• THE PROBLEM:
Copy the entries from the line that contains "Pin each instance of the printed" through the end of the entries, swapping "wooden tray handle" for "serving board handle" and leaving everything else unchanged.

• INPUT RECORDS:
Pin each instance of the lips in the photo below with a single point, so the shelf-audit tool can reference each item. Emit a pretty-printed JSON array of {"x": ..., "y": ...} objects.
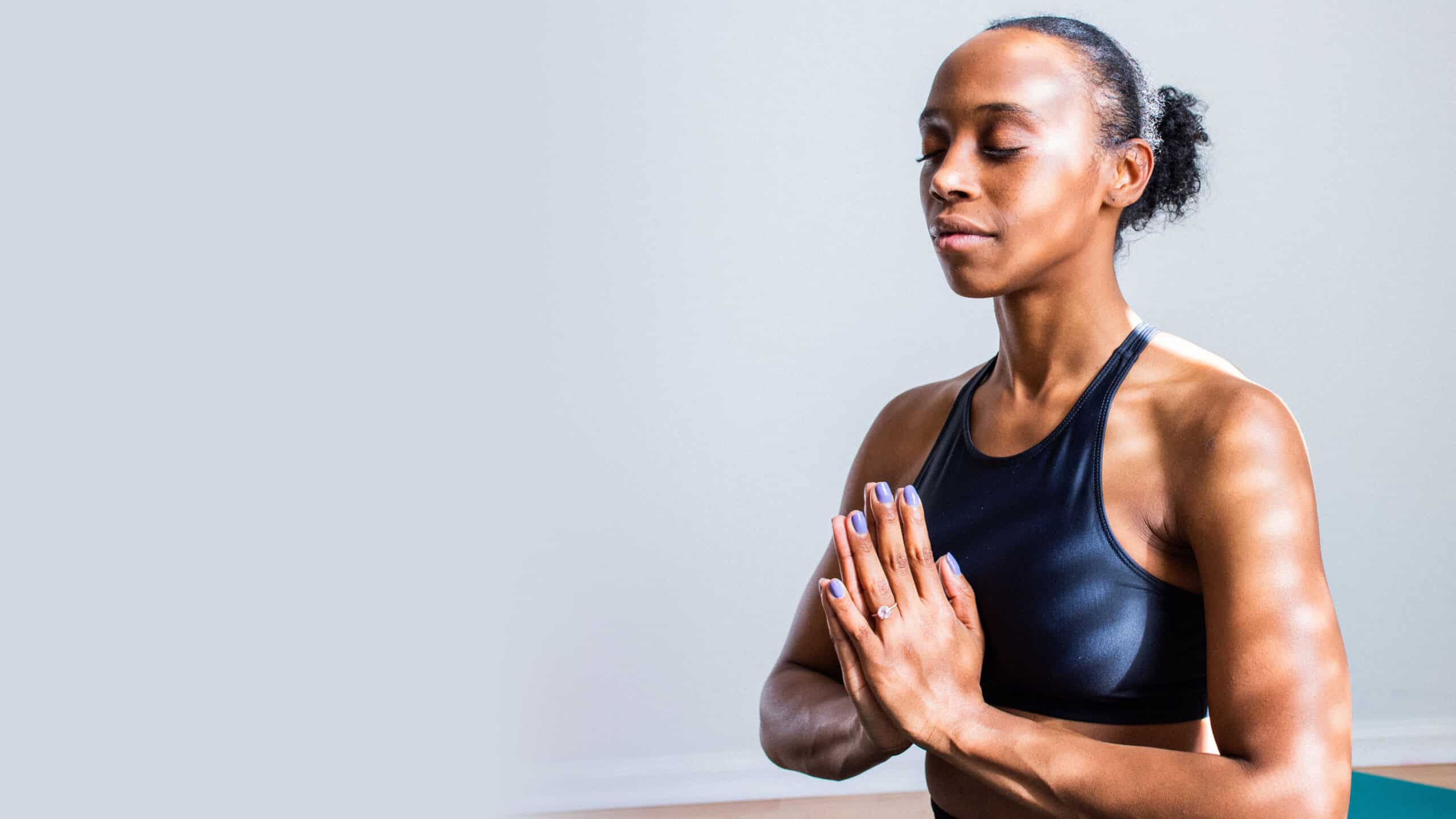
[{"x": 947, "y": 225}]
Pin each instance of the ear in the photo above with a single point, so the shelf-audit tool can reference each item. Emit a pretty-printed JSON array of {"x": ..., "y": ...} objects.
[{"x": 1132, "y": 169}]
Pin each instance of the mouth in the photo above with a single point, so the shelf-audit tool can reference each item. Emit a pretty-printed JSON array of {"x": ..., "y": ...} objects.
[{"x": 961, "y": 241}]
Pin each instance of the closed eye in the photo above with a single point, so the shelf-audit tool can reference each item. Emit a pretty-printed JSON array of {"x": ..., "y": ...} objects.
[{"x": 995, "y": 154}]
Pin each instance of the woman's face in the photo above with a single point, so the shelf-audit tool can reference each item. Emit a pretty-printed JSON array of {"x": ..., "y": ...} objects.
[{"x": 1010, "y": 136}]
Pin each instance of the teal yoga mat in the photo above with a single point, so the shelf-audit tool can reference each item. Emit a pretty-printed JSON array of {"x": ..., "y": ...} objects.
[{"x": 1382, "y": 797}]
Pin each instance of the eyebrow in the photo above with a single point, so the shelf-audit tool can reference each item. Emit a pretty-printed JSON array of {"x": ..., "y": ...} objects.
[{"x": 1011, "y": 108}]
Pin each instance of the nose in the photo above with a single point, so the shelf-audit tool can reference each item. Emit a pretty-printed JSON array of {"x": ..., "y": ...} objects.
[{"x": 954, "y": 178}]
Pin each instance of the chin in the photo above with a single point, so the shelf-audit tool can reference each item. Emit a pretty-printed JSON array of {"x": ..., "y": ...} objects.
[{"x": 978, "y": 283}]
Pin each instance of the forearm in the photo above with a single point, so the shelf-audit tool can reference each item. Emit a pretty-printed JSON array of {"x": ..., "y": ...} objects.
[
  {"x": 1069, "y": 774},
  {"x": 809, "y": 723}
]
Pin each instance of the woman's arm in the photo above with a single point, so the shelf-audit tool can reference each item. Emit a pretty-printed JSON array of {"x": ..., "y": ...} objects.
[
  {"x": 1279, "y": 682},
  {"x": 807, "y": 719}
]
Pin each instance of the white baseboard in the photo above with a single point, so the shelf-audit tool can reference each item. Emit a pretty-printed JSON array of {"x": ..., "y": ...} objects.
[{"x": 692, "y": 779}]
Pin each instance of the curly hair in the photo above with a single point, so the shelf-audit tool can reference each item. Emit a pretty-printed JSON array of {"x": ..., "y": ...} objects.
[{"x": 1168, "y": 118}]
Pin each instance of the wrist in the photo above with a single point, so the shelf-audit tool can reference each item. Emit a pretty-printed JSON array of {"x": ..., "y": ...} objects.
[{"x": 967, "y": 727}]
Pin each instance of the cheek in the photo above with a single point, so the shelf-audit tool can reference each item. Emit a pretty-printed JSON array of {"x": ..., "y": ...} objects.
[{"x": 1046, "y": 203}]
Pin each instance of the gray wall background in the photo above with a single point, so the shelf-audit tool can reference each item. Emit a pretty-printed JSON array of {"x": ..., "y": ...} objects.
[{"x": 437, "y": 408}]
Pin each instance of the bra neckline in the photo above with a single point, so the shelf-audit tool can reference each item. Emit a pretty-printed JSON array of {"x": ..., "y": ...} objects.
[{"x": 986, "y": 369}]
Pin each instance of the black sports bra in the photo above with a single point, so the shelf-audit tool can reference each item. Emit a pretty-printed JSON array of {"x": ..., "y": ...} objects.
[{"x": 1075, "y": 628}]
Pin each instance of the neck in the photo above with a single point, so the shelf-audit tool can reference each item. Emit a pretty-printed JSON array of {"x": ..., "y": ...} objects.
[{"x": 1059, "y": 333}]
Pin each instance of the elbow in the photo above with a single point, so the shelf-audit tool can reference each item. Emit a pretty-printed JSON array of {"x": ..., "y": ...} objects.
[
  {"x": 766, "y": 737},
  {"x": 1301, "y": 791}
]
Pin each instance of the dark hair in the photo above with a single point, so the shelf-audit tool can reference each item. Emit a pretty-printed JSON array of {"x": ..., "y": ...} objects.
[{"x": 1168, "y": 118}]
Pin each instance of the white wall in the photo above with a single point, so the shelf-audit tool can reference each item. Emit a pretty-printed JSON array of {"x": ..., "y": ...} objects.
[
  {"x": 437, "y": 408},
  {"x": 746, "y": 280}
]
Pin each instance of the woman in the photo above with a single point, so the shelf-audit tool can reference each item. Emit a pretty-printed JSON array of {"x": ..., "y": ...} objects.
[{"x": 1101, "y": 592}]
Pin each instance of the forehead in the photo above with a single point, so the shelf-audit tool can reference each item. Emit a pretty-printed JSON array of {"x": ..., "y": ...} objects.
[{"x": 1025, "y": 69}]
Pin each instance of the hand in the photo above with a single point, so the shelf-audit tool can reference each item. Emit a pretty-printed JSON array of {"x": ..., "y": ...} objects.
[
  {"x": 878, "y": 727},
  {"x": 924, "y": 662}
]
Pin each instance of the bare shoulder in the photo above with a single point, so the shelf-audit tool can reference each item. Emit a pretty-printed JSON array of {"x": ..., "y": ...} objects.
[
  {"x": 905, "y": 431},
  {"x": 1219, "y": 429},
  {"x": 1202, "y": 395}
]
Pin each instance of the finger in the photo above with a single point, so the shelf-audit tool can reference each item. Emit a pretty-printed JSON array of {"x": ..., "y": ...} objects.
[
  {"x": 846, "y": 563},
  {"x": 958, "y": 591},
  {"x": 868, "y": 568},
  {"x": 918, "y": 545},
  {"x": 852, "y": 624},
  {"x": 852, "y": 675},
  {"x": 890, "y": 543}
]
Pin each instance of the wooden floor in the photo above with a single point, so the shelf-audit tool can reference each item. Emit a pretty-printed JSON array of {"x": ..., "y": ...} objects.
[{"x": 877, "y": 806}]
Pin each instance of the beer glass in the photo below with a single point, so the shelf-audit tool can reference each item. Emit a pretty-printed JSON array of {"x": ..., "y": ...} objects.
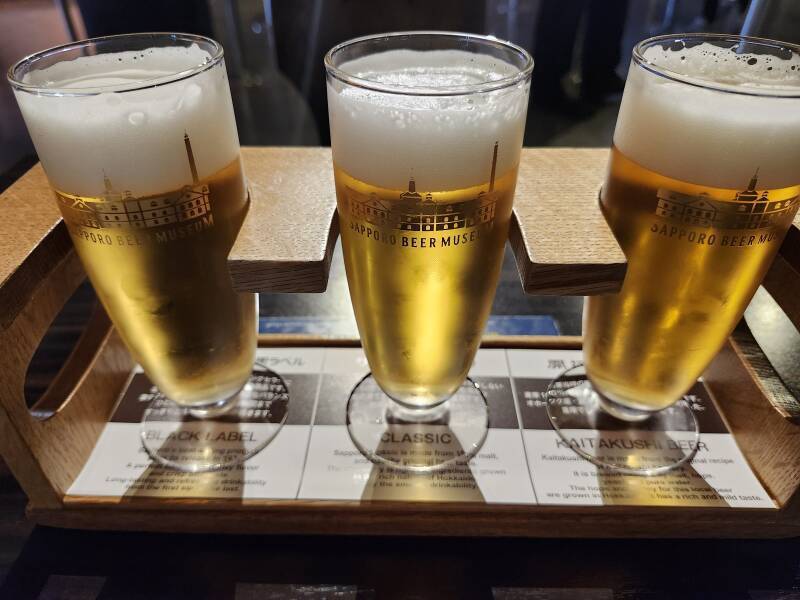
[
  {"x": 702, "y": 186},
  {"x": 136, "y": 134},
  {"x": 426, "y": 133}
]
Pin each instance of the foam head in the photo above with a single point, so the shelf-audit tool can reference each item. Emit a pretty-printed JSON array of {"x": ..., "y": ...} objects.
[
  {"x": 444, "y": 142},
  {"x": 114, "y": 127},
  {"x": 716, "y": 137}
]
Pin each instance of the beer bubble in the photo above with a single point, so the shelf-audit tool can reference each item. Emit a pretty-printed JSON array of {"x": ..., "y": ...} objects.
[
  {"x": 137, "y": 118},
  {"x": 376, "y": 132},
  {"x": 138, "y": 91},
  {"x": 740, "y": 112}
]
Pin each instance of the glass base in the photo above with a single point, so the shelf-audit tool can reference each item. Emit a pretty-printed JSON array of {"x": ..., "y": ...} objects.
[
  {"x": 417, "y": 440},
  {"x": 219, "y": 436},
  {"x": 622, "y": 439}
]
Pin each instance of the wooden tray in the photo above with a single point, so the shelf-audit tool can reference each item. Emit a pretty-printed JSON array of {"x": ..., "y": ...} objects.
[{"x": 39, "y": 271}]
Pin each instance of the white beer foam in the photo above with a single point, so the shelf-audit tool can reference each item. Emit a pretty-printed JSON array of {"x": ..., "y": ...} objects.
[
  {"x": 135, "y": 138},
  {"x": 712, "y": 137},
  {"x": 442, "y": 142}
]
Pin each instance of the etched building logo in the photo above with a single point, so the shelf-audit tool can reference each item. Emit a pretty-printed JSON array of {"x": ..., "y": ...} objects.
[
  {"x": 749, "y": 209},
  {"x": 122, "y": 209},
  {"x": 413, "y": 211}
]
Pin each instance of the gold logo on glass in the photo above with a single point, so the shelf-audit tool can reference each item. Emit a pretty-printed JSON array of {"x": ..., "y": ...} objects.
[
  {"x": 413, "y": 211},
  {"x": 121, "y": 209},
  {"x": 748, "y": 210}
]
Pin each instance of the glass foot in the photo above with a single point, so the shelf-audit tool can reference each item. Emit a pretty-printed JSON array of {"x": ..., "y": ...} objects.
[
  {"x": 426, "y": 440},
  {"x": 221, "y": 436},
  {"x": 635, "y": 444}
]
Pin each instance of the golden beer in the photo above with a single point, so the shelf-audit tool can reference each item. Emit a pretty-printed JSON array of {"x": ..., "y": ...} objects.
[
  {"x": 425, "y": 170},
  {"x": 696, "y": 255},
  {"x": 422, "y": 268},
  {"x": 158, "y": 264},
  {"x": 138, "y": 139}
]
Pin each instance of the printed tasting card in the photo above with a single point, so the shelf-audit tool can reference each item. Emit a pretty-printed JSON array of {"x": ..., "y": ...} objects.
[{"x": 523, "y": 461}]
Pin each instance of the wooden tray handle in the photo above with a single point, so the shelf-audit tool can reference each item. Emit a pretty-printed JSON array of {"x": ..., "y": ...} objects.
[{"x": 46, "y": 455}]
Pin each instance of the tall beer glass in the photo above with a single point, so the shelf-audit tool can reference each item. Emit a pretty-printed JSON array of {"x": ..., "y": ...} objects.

• THE SOLUTION:
Pin each instance of the printed tasting card in the photo above with a single point, so the shelf-audit tool can reference each item. Emit a pretty-printed JSON array of {"x": ..., "y": ...} objects.
[{"x": 523, "y": 461}]
Pin each instance of the serving board handle in the photo above with a single point, so the shelf-audit tool can reference each item. Emit a pretty-printed JSON array of {"x": ..., "y": ...} objects.
[{"x": 46, "y": 455}]
Pin each instance of the tall beer glass in the photo above with a single point, so the shelf-audit tool can reference each item. Emit a pretty-printed JSON array of {"x": ..., "y": ...} objects.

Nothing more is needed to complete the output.